### [Required task 1]
Repeat the entries below word for word, from their first line up to and including the line with "47], [616, 41]]]".

### [Document]
****************************************

Yesterday I was given a bucket of this black gold along with a handful of worms, a tour of a working worm and all other critter farm and inspiration to get cracking to make my own, thanks Richard!
So in true me style I scoured our property to see what I had to be able to make one for free, I found… an old power meter door, a recycling bin, some shade cloth, a plastic netted tray, a broken baby bath, tyres, polystyrene boxes. Hmmmm. Then I googled and found what would fit, made a few adjustments, blended a few ideas and came up with something that I’m sure someone has done before! This website here had lots of different ideas and was useful.
I use polystyrene boxes to transport my seedlings to market, after three years of use a couple are getting beyond use, but then what do you do with the awful things? I’m pleased to find a use for them here, almost dare I say perfect for what’s going to be my ramshackle project.
So in between rain spells I cleared an area where it will go. A shady spot (so the worms don’t cook) and not in a too awkward place too far from the house, nor too close. The bin there is where I put our kitchen scraps, when it’s full I make compost. Near there made sense~
First layer is a polystyrene box that has no holes, this is where the liquid stuff will go, I think! To harvest I’ll be able to lift off the other layers and tip it out, that’s the plan anyway.
Then I put broken tray down and quite broken polystyrene box lined with shade cloth.

****************************************

### [Raw records]
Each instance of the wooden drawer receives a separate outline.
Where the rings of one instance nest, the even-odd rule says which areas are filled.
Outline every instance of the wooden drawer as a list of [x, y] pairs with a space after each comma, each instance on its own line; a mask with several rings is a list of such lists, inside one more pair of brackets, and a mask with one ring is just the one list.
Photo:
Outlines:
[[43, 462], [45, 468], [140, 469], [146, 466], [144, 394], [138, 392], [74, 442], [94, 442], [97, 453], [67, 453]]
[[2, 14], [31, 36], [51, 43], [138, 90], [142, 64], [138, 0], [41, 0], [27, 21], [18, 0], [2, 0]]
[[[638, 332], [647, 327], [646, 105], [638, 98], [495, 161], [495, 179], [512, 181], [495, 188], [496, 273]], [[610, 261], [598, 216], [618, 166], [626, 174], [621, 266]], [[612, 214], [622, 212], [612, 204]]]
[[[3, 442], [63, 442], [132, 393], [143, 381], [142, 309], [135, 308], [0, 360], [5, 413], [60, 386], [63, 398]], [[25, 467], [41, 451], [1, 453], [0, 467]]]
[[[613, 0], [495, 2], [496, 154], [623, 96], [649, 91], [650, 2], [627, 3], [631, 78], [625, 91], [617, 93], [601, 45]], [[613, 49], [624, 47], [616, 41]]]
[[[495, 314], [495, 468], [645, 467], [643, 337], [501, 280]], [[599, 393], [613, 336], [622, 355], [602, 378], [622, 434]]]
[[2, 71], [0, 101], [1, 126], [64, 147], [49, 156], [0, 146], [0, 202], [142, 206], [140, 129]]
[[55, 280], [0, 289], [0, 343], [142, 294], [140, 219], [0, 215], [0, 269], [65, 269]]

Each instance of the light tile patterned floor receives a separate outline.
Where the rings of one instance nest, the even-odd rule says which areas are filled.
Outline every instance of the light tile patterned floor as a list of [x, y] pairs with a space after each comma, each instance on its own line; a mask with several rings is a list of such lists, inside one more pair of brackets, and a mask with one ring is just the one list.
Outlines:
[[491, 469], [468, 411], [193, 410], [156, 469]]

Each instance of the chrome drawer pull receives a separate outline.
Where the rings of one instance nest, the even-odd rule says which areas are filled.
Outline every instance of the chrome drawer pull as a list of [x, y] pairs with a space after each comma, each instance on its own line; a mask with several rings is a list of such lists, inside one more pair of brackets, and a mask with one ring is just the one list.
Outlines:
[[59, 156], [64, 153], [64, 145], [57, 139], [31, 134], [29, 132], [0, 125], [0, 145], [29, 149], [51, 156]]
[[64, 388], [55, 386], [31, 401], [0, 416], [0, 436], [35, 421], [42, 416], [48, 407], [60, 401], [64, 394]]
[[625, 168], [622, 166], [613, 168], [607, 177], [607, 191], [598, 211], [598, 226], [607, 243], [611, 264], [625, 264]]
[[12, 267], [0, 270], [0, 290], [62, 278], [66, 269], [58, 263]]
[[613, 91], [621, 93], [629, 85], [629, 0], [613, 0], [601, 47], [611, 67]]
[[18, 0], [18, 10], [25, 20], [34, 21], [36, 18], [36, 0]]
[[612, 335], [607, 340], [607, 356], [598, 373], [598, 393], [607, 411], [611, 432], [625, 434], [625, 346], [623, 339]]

****************************************

### [Required task 2]
Quote the worm farm text exactly, from "Yesterday I was" up to and including "and was useful.".

### [Exercise response 1]
Each instance of the wooden drawer receives a separate outline.
Where the rings of one instance nest, the even-odd rule says which areas are filled.
Outline every instance of the wooden drawer as a list of [x, y] pairs with a space after each comma, each instance on its own line; a mask with several rings is a list of such lists, inside one more pair of brackets, and a mask with one ring is just the one list.
Photo:
Outlines:
[[43, 462], [45, 468], [140, 469], [146, 466], [144, 394], [138, 392], [74, 442], [94, 442], [97, 453], [67, 453]]
[[2, 14], [31, 36], [51, 43], [138, 90], [142, 64], [138, 0], [41, 0], [27, 21], [18, 0], [2, 0]]
[[[638, 332], [647, 327], [646, 105], [638, 98], [495, 161], [495, 179], [512, 181], [495, 188], [496, 273]], [[610, 261], [598, 216], [618, 166], [626, 174], [621, 266]], [[612, 214], [622, 212], [612, 204]]]
[[[3, 442], [63, 442], [132, 393], [143, 381], [142, 309], [135, 308], [0, 360], [5, 413], [60, 386], [63, 398]], [[25, 467], [41, 451], [1, 453], [0, 467]]]
[[[613, 0], [495, 2], [496, 154], [623, 96], [649, 91], [650, 2], [627, 3], [631, 78], [625, 91], [617, 93], [601, 45]], [[613, 49], [624, 47], [616, 41]]]

### [Exercise response 2]
Yesterday I was given a bucket of this black gold along with a handful of worms, a tour of a working worm and all other critter farm and inspiration to get cracking to make my own, thanks Richard!
So in true me style I scoured our property to see what I had to be able to make one for free, I found… an old power meter door, a recycling bin, some shade cloth, a plastic netted tray, a broken baby bath, tyres, polystyrene boxes. Hmmmm. Then I googled and found what would fit, made a few adjustments, blended a few ideas and came up with something that I’m sure someone has done before! This website here had lots of different ideas and was useful.